## 原文摘录
────

【AI-ModelScope/bert-base-uncase】模型训练及使用

如下是基于modelscope进行的bert-base-uncase 模型训练及使用样例可直接运行
python 复制代码
import os
os.environ["CUDA_VISIBLE_DEVICES"] = "6"

from torch.utils.data import Dataset
import torch
from modelscope import AutoModelForSequenceClassification, AutoTokenizer
from modelscope.trainers import build_trainer
from modelscope.msdatasets import MsDataset
from modelscope.utils.hub import read_config
from modelscope.trainers import EpochBasedTrainer
from modelscope.metainfo import Trainers
from modelscope.utils.config import Config
from modelscope.utils.constant import ModeKeys
from sklearn.model_selection import train_test_split
from sklearn.metrics import accuracy_score
import random
import numpy as np
import json
import tempfile

# 随机种子
seed = 42
random.seed(seed)
torch.manual_seed(seed)
np.random.seed(seed)



# 同义词库
positive_verbs = ["love", "like", "admire", "adore", "enjoy", "appreciate"]
negative_verbs = ["hate", "dislike", "despise", "loathe", "detest", "abhor"]
positive_nouns = ["Hugging Face", "this product", "the service", "the app", "this book", "the movie", "the experience"]
negative_nouns = ["this", "it", "the interface", "the design", "the concept", "the approach"]
positive_adjectives = ["fantastic", "amazing", "wonderful", "excellent", "superb", "outstanding", "brilliant"]
negative_adjectives = ["terrible", "awful", "horrible", "dreadful", "lousy", "poor"]

# 生成更多样本
def generate_samples():
    texts = []
    labels = []

    # 生成正面样本 (50条)
    for _ in range(25):
        # 动词结构
        verb = random.choice(positive_verbs)
        noun = random.choice(positive_nouns)
        texts.append(f"I {verb} {noun}!")
        labels.append(1)

        # 形容词结构
        adj = random.choice(positive_adjectives)
        texts.append(f"This is {adj}!")
        labels.append(1)

    # 生成负面样本 (50条)
    for _ in range(25):
        # 动词结构
        verb = random.choice(negative_verbs)
        noun = random.choice(negative_nouns)
        texts.append(f"I {verb} {noun}.")
        labels.append(0)

        # 形容词结构
        adj = random.choice(negative_adjectives)
        texts.append(f"This is {adj}.")
        labels.append(0)

────

## 练习要求
a) 能否把 bert-base-uncase 模型训练教程中的一段原样抄录下来？从含有“# 生成正面样本 (50条)”的那处开始，写到“adj = random.choice(positive_adjectives)”为止。
b) 你能从 bert-base-uncase 模型训练教程的最后一行之后接着续写下去吗？

## 可用数据

────

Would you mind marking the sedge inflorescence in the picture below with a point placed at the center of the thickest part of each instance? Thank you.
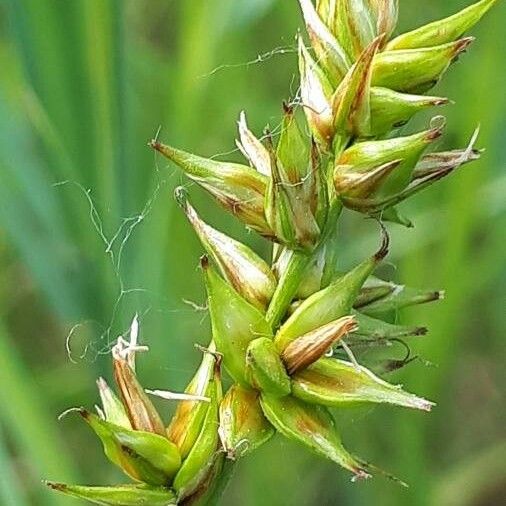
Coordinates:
(284, 331)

────

## 参考答案
a)
# 生成正面样本 (50条)
    for _ in range(25):
        # 动词结构
        verb = random.choice(positive_verbs)
        noun = random.choice(positive_nouns)
        texts.append(f"I {verb} {noun}!")
        labels.append(1)

        # 形容词结构
        adj = random.choice(positive_adjectives)

b)
    return texts, labels

# 原始样本
original_texts = ["I love Hugging Face!", "I hate this.", "This is fantastic!", "I dislike it."]
original_labels = [1, 0, 1, 0]

# 生成新样本
new_texts, new_labels = generate_samples()

# 合并样本
texts = original_texts + new_texts
labels = original_labels + new_labels


# 划分训练集和验证集
train_texts, val_texts, train_labels, val_labels = train_test_split(
    texts, labels, test_size=0.2, random_state=seed
)

# 加载预训练的ModelScope tokenizer
print("加载预训练的ModelScope tokenizer")
tokenizer = AutoTokenizer.from_pretrained('AI-ModelScope/bert-base-uncased')

# 数据编码
train_encodings = tokenizer(
    train_texts,
    truncation=True,
    padding=True,
    max_length=128
)
val_encodings = tokenizer(
    val_texts,
    truncation=True,
    padding=True,
    max_length=128
)

class SentimentDataset(Dataset):
    def __init__(self, encodings, labels):
        self.encodings = encodings
        self.labels = labels

    def __getitem__(self, idx):
        item = {
            'input_ids': torch.tensor(self.encodings['input_ids'][idx]),
            'attention_mask': torch.tensor(self.encodings['attention_mask'][idx]),
            'labels': torch.tensor(self.labels[idx])
        }
        return item

    def __len__(self):
        return len(self.labels)

# 创建数据集
print("创建数据集")
train_dataset = SentimentDataset(train_encodings, train_labels)
val_dataset = SentimentDataset(val_encodings, val_labels)

# 加载预训练的ModelScope模型
print("加载预训练的ModelScope模型")
model = AutoModelForSequenceClassification.from_pretrained(
    'AI-ModelScope/bert-base-uncased',
    num_labels=2  # 二分类任务
)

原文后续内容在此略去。